◆ Pointing records ◆
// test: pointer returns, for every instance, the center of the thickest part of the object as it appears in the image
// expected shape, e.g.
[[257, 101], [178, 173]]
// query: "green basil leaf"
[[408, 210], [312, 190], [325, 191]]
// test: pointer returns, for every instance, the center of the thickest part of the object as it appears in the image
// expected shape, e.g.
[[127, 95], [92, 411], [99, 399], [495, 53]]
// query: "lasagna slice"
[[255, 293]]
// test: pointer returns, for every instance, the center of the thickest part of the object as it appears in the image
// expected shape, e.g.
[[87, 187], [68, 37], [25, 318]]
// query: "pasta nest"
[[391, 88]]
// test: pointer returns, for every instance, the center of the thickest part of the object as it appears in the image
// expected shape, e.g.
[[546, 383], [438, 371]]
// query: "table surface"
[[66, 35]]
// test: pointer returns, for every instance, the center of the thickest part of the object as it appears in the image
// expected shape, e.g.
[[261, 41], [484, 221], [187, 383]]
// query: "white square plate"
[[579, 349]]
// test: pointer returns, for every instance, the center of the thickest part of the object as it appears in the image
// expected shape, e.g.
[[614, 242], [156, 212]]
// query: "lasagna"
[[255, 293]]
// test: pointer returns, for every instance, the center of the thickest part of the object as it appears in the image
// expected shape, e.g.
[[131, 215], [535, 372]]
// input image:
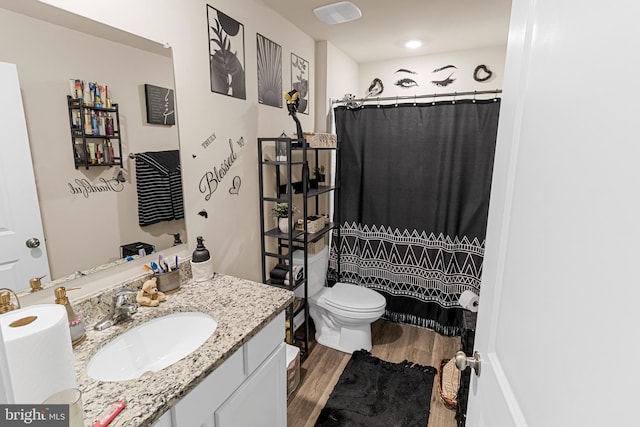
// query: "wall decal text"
[[85, 187]]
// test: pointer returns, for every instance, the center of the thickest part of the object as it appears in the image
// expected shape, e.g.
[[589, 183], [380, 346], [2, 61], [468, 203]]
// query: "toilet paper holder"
[[5, 300]]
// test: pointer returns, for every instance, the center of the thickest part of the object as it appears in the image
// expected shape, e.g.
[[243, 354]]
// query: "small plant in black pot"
[[281, 213], [319, 173]]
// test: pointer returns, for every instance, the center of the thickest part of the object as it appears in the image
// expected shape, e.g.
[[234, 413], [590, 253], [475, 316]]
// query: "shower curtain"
[[413, 203]]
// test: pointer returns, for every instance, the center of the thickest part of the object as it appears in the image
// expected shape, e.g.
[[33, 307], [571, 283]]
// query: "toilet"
[[342, 314]]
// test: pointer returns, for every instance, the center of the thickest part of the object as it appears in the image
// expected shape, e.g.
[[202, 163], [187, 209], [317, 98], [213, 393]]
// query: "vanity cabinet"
[[96, 139], [247, 390]]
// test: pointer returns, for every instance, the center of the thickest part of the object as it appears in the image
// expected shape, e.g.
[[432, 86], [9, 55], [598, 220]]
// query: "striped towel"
[[159, 185]]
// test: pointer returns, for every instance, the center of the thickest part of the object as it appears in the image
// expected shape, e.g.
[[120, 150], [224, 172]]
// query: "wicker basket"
[[448, 383], [313, 226]]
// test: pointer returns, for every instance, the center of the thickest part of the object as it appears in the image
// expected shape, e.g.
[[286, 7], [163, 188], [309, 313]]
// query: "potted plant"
[[319, 173], [281, 213]]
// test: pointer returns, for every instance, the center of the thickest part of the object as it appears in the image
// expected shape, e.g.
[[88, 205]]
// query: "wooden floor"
[[392, 342]]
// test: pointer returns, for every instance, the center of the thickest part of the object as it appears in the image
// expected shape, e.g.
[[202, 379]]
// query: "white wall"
[[232, 229]]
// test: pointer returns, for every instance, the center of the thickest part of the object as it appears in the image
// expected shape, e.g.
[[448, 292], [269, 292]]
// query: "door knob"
[[463, 361], [33, 243]]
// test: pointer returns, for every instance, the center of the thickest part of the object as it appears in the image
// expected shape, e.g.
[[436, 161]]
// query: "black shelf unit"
[[293, 240], [81, 139]]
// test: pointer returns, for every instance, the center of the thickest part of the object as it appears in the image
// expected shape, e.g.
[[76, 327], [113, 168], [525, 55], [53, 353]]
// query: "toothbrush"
[[163, 263], [156, 268]]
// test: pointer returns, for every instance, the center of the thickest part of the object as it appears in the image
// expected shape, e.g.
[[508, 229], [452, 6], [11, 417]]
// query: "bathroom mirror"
[[87, 214]]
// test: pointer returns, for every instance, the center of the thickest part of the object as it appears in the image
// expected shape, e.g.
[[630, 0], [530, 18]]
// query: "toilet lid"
[[350, 297]]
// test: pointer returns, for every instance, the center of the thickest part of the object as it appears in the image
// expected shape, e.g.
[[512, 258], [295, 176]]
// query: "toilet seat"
[[353, 298]]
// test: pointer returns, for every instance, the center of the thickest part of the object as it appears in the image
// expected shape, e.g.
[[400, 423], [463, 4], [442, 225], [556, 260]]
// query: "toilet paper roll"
[[38, 350], [6, 392], [469, 300]]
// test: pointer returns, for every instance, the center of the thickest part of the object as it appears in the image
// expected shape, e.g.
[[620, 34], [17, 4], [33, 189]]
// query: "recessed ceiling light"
[[413, 44], [337, 13]]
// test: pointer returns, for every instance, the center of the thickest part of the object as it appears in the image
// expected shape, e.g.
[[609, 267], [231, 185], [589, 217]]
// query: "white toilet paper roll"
[[6, 392], [38, 350], [469, 300]]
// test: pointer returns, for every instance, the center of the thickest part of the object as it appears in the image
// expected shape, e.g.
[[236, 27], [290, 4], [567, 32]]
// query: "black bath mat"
[[374, 393]]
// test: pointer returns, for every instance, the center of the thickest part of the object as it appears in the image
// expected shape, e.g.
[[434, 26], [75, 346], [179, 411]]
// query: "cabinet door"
[[262, 399], [198, 406]]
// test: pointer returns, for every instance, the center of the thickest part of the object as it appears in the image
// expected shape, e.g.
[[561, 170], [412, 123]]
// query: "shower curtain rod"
[[414, 97]]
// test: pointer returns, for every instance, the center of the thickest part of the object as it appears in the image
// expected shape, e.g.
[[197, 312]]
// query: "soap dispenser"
[[201, 262], [76, 323]]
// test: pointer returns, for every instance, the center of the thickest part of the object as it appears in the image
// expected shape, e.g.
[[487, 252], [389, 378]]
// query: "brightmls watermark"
[[34, 415]]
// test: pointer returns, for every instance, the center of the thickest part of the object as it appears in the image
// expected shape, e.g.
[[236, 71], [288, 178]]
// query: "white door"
[[558, 321], [19, 210]]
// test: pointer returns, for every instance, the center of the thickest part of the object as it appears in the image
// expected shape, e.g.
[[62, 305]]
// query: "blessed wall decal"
[[86, 188], [212, 179]]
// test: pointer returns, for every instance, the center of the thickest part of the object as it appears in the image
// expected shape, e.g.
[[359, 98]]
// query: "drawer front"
[[260, 346]]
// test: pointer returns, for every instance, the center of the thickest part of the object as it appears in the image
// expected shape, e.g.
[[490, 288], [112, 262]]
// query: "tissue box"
[[293, 369], [317, 246], [320, 140]]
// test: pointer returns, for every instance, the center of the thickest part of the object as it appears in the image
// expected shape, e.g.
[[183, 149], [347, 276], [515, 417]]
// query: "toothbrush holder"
[[168, 282]]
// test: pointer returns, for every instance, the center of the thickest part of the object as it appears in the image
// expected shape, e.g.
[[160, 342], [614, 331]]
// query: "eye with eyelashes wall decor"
[[406, 82], [446, 81]]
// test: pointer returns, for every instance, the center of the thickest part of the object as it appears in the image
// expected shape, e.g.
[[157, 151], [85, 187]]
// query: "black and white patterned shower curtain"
[[413, 204]]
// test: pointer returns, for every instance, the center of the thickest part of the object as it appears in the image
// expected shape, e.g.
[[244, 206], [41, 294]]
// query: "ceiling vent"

◆ What is needed ◆
Reproduce all of the data above word for word, leaving the pictures out of your answer.

◆ Result of this exercise ◆
// test: pointer returns, for every instance, the center of the thickest part of the object as it appears in the image
// expected shape, e.g.
[[257, 101], [178, 173]]
// query: "green basil leaf"
[[408, 210], [312, 190], [325, 191]]
// test: pointer returns, for every instance, the center of the thickest part of the object as it appears in the image
// expected shape, e.g.
[[127, 95], [92, 411], [99, 399], [495, 53]]
// query: "lasagna slice"
[[255, 293]]
// test: pointer returns, for every instance, the center of the thickest part of the object as it appears in the image
// expected shape, e.g.
[[87, 187], [68, 37], [25, 318]]
// query: "pasta nest"
[[391, 88]]
// test: pointer returns, for every instance, the center of the thickest part of the object as it appears in the image
// expected shape, e.g.
[[546, 383], [438, 371]]
// query: "table surface"
[[66, 35]]
// test: pointer returns, for every instance, the center of the thickest part of the object as it appears in the image
// expected shape, e.g.
[[261, 41], [484, 221], [187, 383]]
// query: "white square plate"
[[579, 349]]
// test: pointer returns, for every instance, the center of the thickest part of the object as it appears in the image
// expected shape, e.g.
[[614, 242], [156, 212]]
// query: "lasagna"
[[255, 293]]
// test: pointer returns, for every instance, the center of the thickest part of the object as it appears in the image
// expected shape, e.g.
[[131, 215], [535, 372]]
// input image:
// query: "wall decal text"
[[85, 187]]
// test: pointer returns, for every instance, the center of the thickest part of the object as it appears in the image
// expected shape, e.g.
[[589, 183], [380, 346], [2, 61], [468, 203]]
// query: "toilet paper holder"
[[5, 300]]
// test: pointer returns, for every instance, the center of the thickest part of the object as it appears in the image
// expected shape, e.g.
[[243, 354]]
// query: "small plant in black pot"
[[281, 213], [319, 173]]
// test: pointer returns, for every instance, the center of the thickest part of the object as it appears in the image
// expected shape, e.g.
[[234, 413], [590, 253], [475, 316]]
// query: "shower curtain"
[[413, 203]]
// test: pointer returns, for every instance, the center of the thickest part of the object as it appears in the image
// expected shape, e.g.
[[33, 307], [571, 283]]
// query: "toilet"
[[342, 314]]
// test: pointer returns, for every instance, the center of the thickest part of the object as it appears in the image
// expected shape, e.g.
[[202, 163], [187, 209], [317, 98], [213, 393]]
// query: "vanity cabinet"
[[96, 139], [247, 390]]
// test: pointer returns, for every instance, the center of the thickest part of the object as it appears in the image
// expected shape, e.g.
[[432, 86], [9, 55], [598, 220]]
// query: "striped towel"
[[159, 185]]
// test: pointer returns, for every instance, the center of the thickest part of the object as it appears in the image
// expected shape, e.g.
[[120, 150], [224, 172]]
// query: "wicker basket"
[[448, 383], [313, 226]]
// test: pointer returns, for every instance, the center of the thickest part of the object as it appears in the image
// expected shape, e.g.
[[286, 7], [163, 188], [309, 313]]
// query: "potted plant"
[[319, 173], [281, 213]]
// test: pointer returns, for every instance, the center of the thickest part of the object as it appears in the image
// expected shape, e.g.
[[88, 205]]
// query: "wooden floor"
[[392, 342]]
// test: pointer returns, for every instance, the center of the thickest part of the object as it appears in the image
// expected shape, e.g.
[[202, 379]]
// query: "white wall"
[[232, 229]]
// test: pointer returns, for every instance, the center of the thickest part of the object as it appears in the image
// expected shape, e.g.
[[448, 292], [269, 292]]
// query: "door knob"
[[463, 361], [33, 243]]
// test: pointer returns, for every instance, the center of the thickest part of the object as it appears in the image
// expected shape, e.g.
[[436, 161]]
// query: "black shelf unit"
[[293, 240], [81, 139]]
// test: pointer returns, for every instance, the center of the thickest part of the object as it appears in the image
// expected shape, e.g.
[[76, 327], [113, 168], [525, 55], [53, 353]]
// query: "toothbrush"
[[163, 263], [156, 268]]
// test: pointer returns, for every instance, the center of the thickest part of the object as it appears in the image
// expected shape, e.g.
[[508, 229], [452, 6], [11, 417]]
// query: "bathroom mirror"
[[87, 214]]
// test: pointer returns, for every instance, the center of the thickest part of the object as it appears in the image
// expected shape, e.g.
[[630, 0], [530, 18]]
// query: "toilet lid"
[[350, 297]]
// test: pointer returns, for every instance, the center of the thickest part of the object as it appears in the image
// expected shape, e.g.
[[512, 258], [295, 176]]
// query: "toilet seat"
[[353, 298]]
// test: pointer returns, for every instance, the center of the thickest part of the object as it appears in the image
// expected shape, e.g.
[[400, 423], [463, 4], [442, 225], [556, 260]]
// query: "toilet paper roll"
[[38, 350], [6, 392], [469, 300]]
// test: pointer returns, for every instance, the center of the thickest part of the object as it appears in the image
// expected shape, e.g.
[[620, 34], [17, 4], [33, 189]]
// query: "recessed ceiling light"
[[413, 44], [337, 13]]
// test: pointer returns, for every instance, the center of the thickest part of the object as it appears in the image
// expected shape, e.g.
[[609, 267], [231, 185], [589, 217]]
// query: "white toilet paper roll"
[[6, 392], [38, 350], [469, 300]]
// test: pointer returns, for every instance, the center of the thickest part of the object as it appears in the image
// expected shape, e.g.
[[236, 27], [290, 4], [567, 32]]
// query: "black bath mat"
[[374, 393]]
// test: pointer returns, for every instance, the center of the thickest part of the object as it appears in the image
// expected shape, e.g.
[[434, 26], [75, 346], [179, 411]]
// query: "cabinet door"
[[262, 399], [198, 406]]
// test: pointer returns, for every instance, the center of the thickest part of the object as it appears in the image
// expected shape, e.g.
[[561, 170], [412, 123]]
// query: "shower curtain rod"
[[414, 97]]
// test: pointer returns, for every instance, the center of the thickest part of the object as it appears in the image
// expected shape, e.g.
[[197, 312]]
// query: "soap dispenser"
[[201, 262], [76, 323]]
// test: pointer returns, for every instance, the center of the thickest part of the object as it appears in the image
// expected shape, e.g.
[[487, 252], [389, 378]]
// query: "brightmls watermark"
[[34, 415]]
// test: pointer returns, for every instance, the center of the thickest part of the object as it appears in the image
// expected shape, e.g.
[[236, 71], [288, 178]]
// query: "white door"
[[558, 321], [19, 210]]
// test: pointer returns, for every instance, the center of the thickest part of the object as it appears in the image
// expected shape, e.g.
[[62, 305]]
// query: "blessed wall decal"
[[86, 188], [212, 179]]
// test: pointer returns, for every instance, the center of the thickest part of the object as it appears in the image
// expected shape, e.g.
[[359, 98]]
// query: "drawer front"
[[260, 346]]
// test: pointer returns, for every instance, the center of the thickest part of the object as it appears in the image
// expected shape, e.g.
[[490, 288], [112, 262]]
// query: "tissue box"
[[293, 369], [317, 246], [320, 140]]
// test: pointer returns, for every instance, the center of the thickest part of the object as it appears in the image
// expected shape, e.g.
[[183, 149], [347, 276], [515, 417]]
// query: "toothbrush holder"
[[168, 282]]
// test: pointer returns, for every instance, the center of the thickest part of the object as it appears in the image
// expected shape, e.g.
[[160, 342], [614, 331]]
// query: "eye with eyelashes wall decor"
[[406, 82], [446, 81]]
// test: pointer returns, for every instance, the center of the thickest part of the object as it appears in the image
// expected shape, e.g.
[[157, 151], [85, 187]]
// query: "black and white patterned shower curtain"
[[413, 204]]
// test: pointer returns, for every instance, the center of the thickest part of the object as it appears in the image
// expected shape, e.g.
[[244, 206], [41, 294]]
// query: "ceiling vent"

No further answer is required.